### Exercise aim
Up to and including the final line, retype each line of the records below, starting with the one that contains "Target: sandy shore".

[Natural-language object grounding data]

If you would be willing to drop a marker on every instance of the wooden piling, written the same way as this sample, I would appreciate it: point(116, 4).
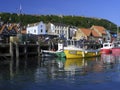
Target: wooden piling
point(17, 50)
point(11, 50)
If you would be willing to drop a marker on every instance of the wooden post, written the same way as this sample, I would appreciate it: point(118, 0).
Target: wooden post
point(25, 50)
point(17, 50)
point(38, 49)
point(11, 50)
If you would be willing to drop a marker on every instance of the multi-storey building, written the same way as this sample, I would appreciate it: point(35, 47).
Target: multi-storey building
point(36, 28)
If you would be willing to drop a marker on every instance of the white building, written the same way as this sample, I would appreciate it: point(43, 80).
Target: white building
point(36, 28)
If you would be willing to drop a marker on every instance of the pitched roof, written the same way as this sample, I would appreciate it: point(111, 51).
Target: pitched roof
point(95, 34)
point(99, 28)
point(87, 32)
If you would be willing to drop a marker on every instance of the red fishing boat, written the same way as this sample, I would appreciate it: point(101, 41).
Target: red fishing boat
point(107, 48)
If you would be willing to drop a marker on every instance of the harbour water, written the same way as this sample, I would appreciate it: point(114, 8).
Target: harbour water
point(99, 73)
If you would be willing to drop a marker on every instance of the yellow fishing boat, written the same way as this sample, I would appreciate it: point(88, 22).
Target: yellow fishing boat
point(74, 64)
point(72, 51)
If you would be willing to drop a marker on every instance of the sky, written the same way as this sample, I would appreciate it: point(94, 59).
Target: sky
point(105, 9)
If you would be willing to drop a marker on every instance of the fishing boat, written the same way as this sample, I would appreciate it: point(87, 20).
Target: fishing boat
point(107, 48)
point(116, 48)
point(74, 65)
point(73, 50)
point(53, 53)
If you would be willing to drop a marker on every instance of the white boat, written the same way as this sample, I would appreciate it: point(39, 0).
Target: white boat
point(107, 48)
point(73, 50)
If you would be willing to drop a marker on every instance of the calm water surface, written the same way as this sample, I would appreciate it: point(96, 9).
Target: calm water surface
point(100, 73)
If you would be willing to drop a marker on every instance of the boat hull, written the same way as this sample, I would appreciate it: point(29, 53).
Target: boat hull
point(47, 53)
point(106, 51)
point(116, 51)
point(80, 53)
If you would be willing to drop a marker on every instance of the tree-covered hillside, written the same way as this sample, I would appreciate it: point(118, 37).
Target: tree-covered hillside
point(78, 21)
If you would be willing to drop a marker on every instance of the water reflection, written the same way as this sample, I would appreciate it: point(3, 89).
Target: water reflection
point(44, 71)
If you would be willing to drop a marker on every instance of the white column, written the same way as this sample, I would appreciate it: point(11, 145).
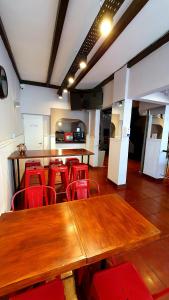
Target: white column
point(94, 128)
point(118, 148)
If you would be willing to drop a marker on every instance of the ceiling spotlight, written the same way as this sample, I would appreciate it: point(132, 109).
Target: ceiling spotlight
point(105, 26)
point(83, 62)
point(71, 79)
point(60, 94)
point(82, 65)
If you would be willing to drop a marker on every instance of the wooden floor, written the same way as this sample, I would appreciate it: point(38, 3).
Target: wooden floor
point(151, 199)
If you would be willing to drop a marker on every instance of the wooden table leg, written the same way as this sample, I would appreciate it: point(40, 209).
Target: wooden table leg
point(18, 170)
point(14, 178)
point(88, 160)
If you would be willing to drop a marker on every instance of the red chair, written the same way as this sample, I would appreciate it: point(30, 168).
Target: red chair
point(49, 291)
point(63, 171)
point(82, 189)
point(56, 162)
point(32, 163)
point(34, 196)
point(121, 282)
point(35, 175)
point(80, 171)
point(71, 162)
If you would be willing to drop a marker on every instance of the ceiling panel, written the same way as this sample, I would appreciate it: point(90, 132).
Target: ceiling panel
point(150, 24)
point(29, 25)
point(79, 18)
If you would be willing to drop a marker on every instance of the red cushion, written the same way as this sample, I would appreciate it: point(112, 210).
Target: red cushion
point(119, 283)
point(49, 291)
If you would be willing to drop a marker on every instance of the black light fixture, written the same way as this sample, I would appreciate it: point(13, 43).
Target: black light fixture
point(60, 94)
point(83, 61)
point(71, 79)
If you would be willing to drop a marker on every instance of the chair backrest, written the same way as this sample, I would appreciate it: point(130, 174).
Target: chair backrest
point(33, 196)
point(82, 189)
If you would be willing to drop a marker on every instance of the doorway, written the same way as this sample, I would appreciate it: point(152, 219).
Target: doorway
point(138, 134)
point(105, 133)
point(33, 131)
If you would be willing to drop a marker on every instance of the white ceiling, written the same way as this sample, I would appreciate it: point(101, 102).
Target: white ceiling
point(79, 18)
point(29, 25)
point(150, 24)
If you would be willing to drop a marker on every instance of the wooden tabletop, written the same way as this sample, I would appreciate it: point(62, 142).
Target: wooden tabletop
point(49, 153)
point(108, 225)
point(36, 244)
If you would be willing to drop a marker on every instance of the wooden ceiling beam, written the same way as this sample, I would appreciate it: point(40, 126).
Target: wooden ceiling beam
point(8, 48)
point(60, 18)
point(141, 55)
point(148, 50)
point(126, 18)
point(41, 84)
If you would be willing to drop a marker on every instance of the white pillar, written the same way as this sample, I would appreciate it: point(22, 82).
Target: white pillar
point(118, 148)
point(94, 129)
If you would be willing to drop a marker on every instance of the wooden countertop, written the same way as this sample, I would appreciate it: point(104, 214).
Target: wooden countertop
point(49, 153)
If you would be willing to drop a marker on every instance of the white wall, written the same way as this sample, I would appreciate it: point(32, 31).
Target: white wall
point(10, 118)
point(150, 74)
point(11, 130)
point(108, 94)
point(40, 100)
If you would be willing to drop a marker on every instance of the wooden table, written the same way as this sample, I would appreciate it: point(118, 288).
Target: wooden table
point(43, 242)
point(36, 244)
point(108, 225)
point(44, 154)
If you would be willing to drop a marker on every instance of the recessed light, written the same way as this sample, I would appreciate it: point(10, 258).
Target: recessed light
point(105, 27)
point(71, 80)
point(82, 65)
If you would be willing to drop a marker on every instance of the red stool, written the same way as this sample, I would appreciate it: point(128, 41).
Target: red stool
point(35, 172)
point(49, 291)
point(32, 163)
point(71, 162)
point(121, 282)
point(80, 171)
point(63, 171)
point(55, 162)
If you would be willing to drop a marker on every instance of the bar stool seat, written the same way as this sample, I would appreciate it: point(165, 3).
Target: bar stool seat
point(80, 171)
point(34, 175)
point(63, 171)
point(32, 163)
point(56, 162)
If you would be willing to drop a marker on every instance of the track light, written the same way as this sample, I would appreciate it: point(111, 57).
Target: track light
point(106, 26)
point(71, 79)
point(83, 62)
point(60, 94)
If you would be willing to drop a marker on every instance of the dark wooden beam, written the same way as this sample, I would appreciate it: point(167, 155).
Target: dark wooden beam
point(105, 81)
point(8, 48)
point(60, 18)
point(126, 18)
point(36, 83)
point(154, 46)
point(148, 50)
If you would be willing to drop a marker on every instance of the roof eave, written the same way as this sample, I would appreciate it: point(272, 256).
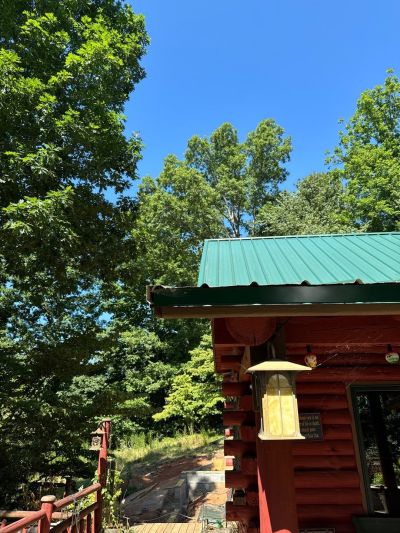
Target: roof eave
point(283, 300)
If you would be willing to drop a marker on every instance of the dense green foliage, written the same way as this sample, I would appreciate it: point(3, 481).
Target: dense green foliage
point(195, 395)
point(369, 155)
point(66, 70)
point(77, 338)
point(316, 206)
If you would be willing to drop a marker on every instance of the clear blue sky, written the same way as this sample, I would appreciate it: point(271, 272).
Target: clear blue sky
point(302, 62)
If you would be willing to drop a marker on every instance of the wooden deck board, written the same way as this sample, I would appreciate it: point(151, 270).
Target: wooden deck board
point(181, 527)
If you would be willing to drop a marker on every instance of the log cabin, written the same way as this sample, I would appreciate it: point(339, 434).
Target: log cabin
point(330, 303)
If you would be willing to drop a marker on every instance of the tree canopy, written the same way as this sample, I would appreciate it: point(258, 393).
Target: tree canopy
point(316, 206)
point(77, 248)
point(368, 155)
point(66, 70)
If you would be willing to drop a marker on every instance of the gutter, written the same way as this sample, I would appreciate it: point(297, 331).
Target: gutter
point(275, 300)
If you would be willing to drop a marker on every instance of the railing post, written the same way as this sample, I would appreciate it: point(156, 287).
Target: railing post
point(48, 507)
point(102, 474)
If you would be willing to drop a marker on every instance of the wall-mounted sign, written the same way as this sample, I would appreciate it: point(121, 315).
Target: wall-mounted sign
point(319, 530)
point(311, 428)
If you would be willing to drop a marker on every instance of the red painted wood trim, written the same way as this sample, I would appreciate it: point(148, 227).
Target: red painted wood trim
point(277, 499)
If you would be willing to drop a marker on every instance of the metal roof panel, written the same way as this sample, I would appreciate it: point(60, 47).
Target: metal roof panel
point(292, 260)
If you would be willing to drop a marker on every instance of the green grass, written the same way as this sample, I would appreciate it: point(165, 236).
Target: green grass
point(147, 449)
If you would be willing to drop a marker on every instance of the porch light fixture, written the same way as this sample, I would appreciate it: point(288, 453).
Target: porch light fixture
point(311, 359)
point(275, 398)
point(97, 439)
point(392, 357)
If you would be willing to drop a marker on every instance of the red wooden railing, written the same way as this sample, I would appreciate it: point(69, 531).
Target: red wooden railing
point(52, 519)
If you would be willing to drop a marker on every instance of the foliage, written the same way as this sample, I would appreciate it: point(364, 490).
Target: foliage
point(316, 206)
point(368, 153)
point(66, 70)
point(151, 448)
point(195, 392)
point(245, 176)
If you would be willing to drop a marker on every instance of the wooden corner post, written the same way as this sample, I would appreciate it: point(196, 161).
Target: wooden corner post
point(48, 507)
point(275, 470)
point(101, 474)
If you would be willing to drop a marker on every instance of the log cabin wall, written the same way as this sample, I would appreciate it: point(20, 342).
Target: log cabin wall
point(350, 350)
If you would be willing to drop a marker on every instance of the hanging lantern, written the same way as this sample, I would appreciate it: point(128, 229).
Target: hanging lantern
point(97, 438)
point(392, 357)
point(275, 398)
point(311, 359)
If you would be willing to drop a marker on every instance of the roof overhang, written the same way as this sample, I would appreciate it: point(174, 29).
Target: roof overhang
point(275, 300)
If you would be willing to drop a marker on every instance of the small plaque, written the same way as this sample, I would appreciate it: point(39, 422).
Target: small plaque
point(319, 530)
point(311, 429)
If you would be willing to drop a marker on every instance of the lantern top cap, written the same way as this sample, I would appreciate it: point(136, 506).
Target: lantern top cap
point(277, 365)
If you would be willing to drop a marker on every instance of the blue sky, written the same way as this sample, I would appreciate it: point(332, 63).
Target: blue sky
point(302, 62)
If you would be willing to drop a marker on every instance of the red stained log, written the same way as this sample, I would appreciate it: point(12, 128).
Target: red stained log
point(336, 359)
point(342, 330)
point(248, 433)
point(238, 480)
point(248, 465)
point(249, 331)
point(252, 497)
point(241, 513)
point(246, 402)
point(330, 514)
point(237, 418)
point(351, 375)
point(338, 432)
point(328, 497)
point(235, 389)
point(332, 447)
point(325, 462)
point(343, 527)
point(229, 362)
point(327, 480)
point(304, 389)
point(341, 416)
point(238, 448)
point(322, 403)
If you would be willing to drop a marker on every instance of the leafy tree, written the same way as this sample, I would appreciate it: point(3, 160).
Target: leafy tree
point(316, 206)
point(245, 175)
point(195, 395)
point(66, 70)
point(369, 157)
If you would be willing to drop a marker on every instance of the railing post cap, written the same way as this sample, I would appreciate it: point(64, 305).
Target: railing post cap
point(48, 499)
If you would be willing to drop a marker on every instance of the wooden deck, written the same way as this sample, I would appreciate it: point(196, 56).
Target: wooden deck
point(185, 527)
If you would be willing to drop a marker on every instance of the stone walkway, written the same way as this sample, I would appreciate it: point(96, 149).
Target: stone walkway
point(186, 527)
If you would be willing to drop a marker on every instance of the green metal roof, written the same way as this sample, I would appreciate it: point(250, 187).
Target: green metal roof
point(367, 258)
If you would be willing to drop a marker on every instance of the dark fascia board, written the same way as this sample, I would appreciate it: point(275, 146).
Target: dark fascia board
point(199, 297)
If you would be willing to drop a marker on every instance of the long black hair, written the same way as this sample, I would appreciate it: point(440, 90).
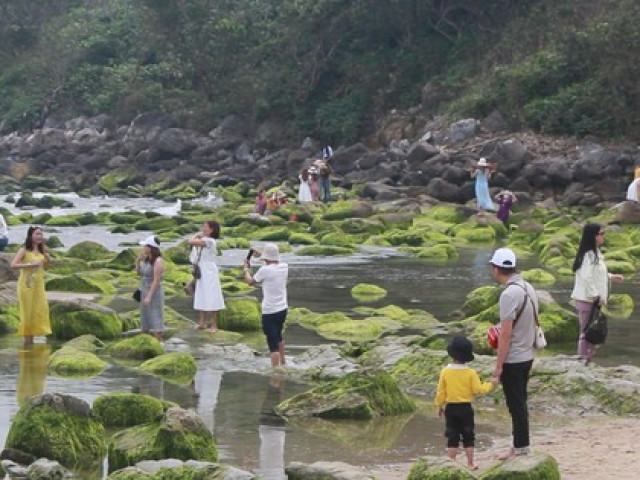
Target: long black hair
point(28, 243)
point(587, 243)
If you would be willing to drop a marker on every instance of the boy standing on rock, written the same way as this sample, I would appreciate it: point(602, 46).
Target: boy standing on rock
point(457, 385)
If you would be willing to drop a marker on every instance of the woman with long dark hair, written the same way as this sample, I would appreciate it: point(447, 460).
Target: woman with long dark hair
point(591, 282)
point(150, 267)
point(208, 297)
point(32, 259)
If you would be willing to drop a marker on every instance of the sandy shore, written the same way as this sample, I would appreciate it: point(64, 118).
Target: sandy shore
point(585, 448)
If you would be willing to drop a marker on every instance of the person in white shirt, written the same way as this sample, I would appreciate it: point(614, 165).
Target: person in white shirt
point(632, 191)
point(591, 282)
point(273, 278)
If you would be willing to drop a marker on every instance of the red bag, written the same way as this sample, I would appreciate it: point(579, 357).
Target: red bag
point(493, 334)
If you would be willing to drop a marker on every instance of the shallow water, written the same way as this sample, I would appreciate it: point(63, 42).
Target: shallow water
point(236, 405)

### Answer to this problem
Target: sandy shore
point(585, 448)
If you would be willing to drop a marker on every instance of the person in white shirt, written the same way as this sample, I would appreciate it: point(614, 165).
Target: person in white shirt
point(632, 191)
point(591, 282)
point(273, 278)
If you would be willing to drop a marker on every instance of the red bag, written the same way as this sample, I would appreciate it: point(579, 357).
Target: red bag
point(493, 334)
If you would be willing to drop a marker on every instance of the shallow water, written the same way as this sample, I would appreciate it: point(63, 42).
Target: shallow water
point(236, 405)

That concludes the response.